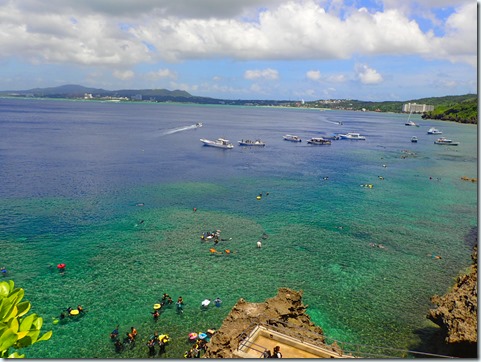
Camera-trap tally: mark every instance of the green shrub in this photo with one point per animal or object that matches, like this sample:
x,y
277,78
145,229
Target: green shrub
x,y
16,329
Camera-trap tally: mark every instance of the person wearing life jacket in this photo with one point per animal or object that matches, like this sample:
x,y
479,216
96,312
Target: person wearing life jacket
x,y
115,333
133,331
277,352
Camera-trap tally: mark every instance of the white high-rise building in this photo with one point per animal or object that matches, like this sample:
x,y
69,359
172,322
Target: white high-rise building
x,y
417,108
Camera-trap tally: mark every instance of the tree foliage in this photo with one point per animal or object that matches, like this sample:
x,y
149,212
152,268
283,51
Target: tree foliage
x,y
464,112
17,330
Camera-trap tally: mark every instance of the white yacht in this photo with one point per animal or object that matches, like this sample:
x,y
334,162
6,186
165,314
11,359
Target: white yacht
x,y
445,141
292,138
251,143
433,130
319,141
219,143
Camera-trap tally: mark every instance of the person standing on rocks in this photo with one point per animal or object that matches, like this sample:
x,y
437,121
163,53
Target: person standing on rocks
x,y
277,352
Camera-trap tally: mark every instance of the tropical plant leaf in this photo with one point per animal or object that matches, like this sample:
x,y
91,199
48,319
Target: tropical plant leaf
x,y
7,339
23,308
46,336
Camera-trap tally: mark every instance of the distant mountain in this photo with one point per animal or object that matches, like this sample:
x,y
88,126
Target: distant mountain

——————

• [WHAT THE TASK ASKS] Starting from the line containing "Camera-trap tally: mark every instance of the person standing" and ending with the final line of the data, reproduce each line exactly as it appears, including no other lines.

• [RESPONSE TO THIS EXERCISE]
Camera-trap tally: mark every instance of the person standing on rocks in this photo with one point per animal or object that matches, like this sample:
x,y
437,121
163,53
Target: person standing on rocks
x,y
277,352
Camera-trap tally: mark every instance of the tropical plant leaf in this photo with one point per animal or object that matches, like this sample:
x,y
91,199
48,319
Target: tropical plant leaf
x,y
7,339
23,308
46,336
Camera-trap tally: mark every instance of the distant mountain in this photo with one point per animal or object that matches, like this sample:
x,y
88,126
Target: distant mountain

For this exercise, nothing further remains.